Closed nskalis closed 6 years ago

nskalis commented 7 years ago

Hi,

Thank you very much for open-souring such a useful project. I am thinking of deploying it but I would like to ask for your advice first;

Could you please comment on the requirements and figures in case I want to add

Am concerned how mysql will behave.. and that will create a lot of IO contention.

Of course, if we do not try we do not know. But I would really appreciate your feedback and some performance figures if any.

Many Thanks. Nikos

TimEvens commented 7 years ago

We've done a lot of testing with MySQL and internet (v4 and v6) peering. We've tuned MySQL to achieve the below performance, but we have decided to move away from using MySQL or any other DB for state maintaining BGP data. We will still use MySQL, Mongo, Cassandra, ... for storing static data such as geo-coding. See below details regarding current scale using MySQL. At the end see the details about the future.

There are many variables to consider when looking at performance of UPSERT's into MySQL, and any other transactional DB. FIFO order MUST be maintained by peer, which is a major factor in performance.

Scaling Methods

OpenBMP's design includes two key methods to support consumer scale (e.g. MySQL).

1) Partitions

Produced messages leverage Kafka partitions by partitioning by peer_hash_id. Peer messages will always go to the same partition in Kafka, which maintains FIFO ordering/consumption. Consumers, such as the MySQL consumer, scale using partitions to distribute load.
========================================
» Problem description
Reproduce the OpenBMP discussion about MySQL performance word for word, from the first line to the last.

» Available data
========================================
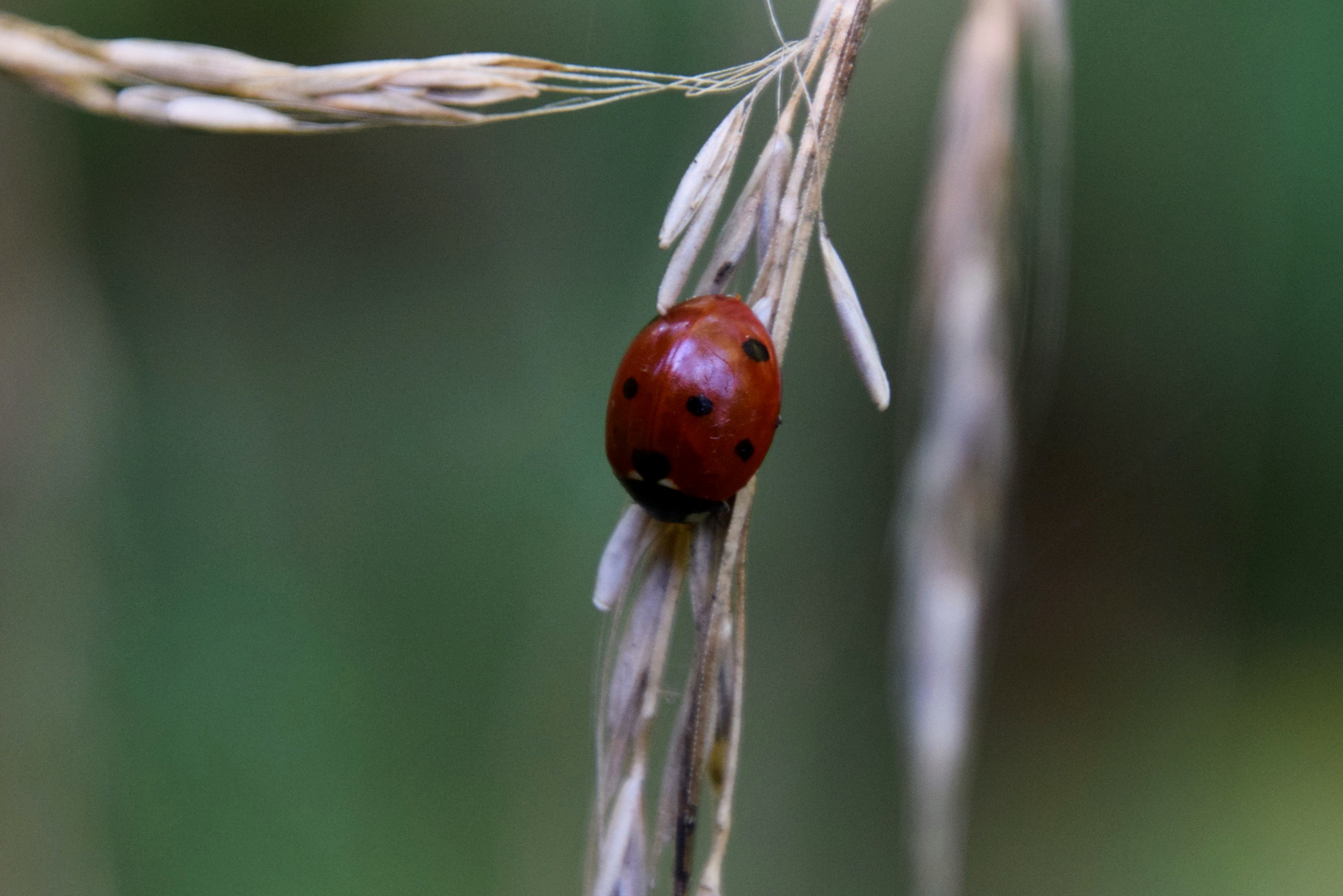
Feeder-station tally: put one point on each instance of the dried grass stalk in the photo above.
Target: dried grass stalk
========================================
» Response
Closed nskalis closed 6 years ago

nskalis commented 7 years ago

Hi,

Thank you very much for open-souring such a useful project. I am thinking of deploying it but I would like to ask for your advice first;

Could you please comment on the requirements and figures in case I want to add

Am concerned how mysql will behave.. and that will create a lot of IO contention.

Of course, if we do not try we do not know. But I would really appreciate your feedback and some performance figures if any.

Many Thanks. Nikos

TimEvens commented 7 years ago

We've done a lot of testing with MySQL and internet (v4 and v6) peering. We've tuned MySQL to achieve the below performance, but we have decided to move away from using MySQL or any other DB for state maintaining BGP data. We will still use MySQL, Mongo, Cassandra, ... for storing static data such as geo-coding. See below details regarding current scale using MySQL. At the end see the details about the future.

There are many variables to consider when looking at performance of UPSERT's into MySQL, and any other transactional DB. FIFO order MUST be maintained by peer, which is a major factor in performance.

Scaling Methods

OpenBMP's design includes two key methods to support consumer scale (e.g. MySQL).

1) Partitions

Produced messages leverage Kafka partitions by partitioning by peer_hash_id. Peer messages will always go to the same partition in Kafka, which maintains FIFO ordering/consumption. Consumers, such as the MySQL consumer, scale using partitions to distribute load.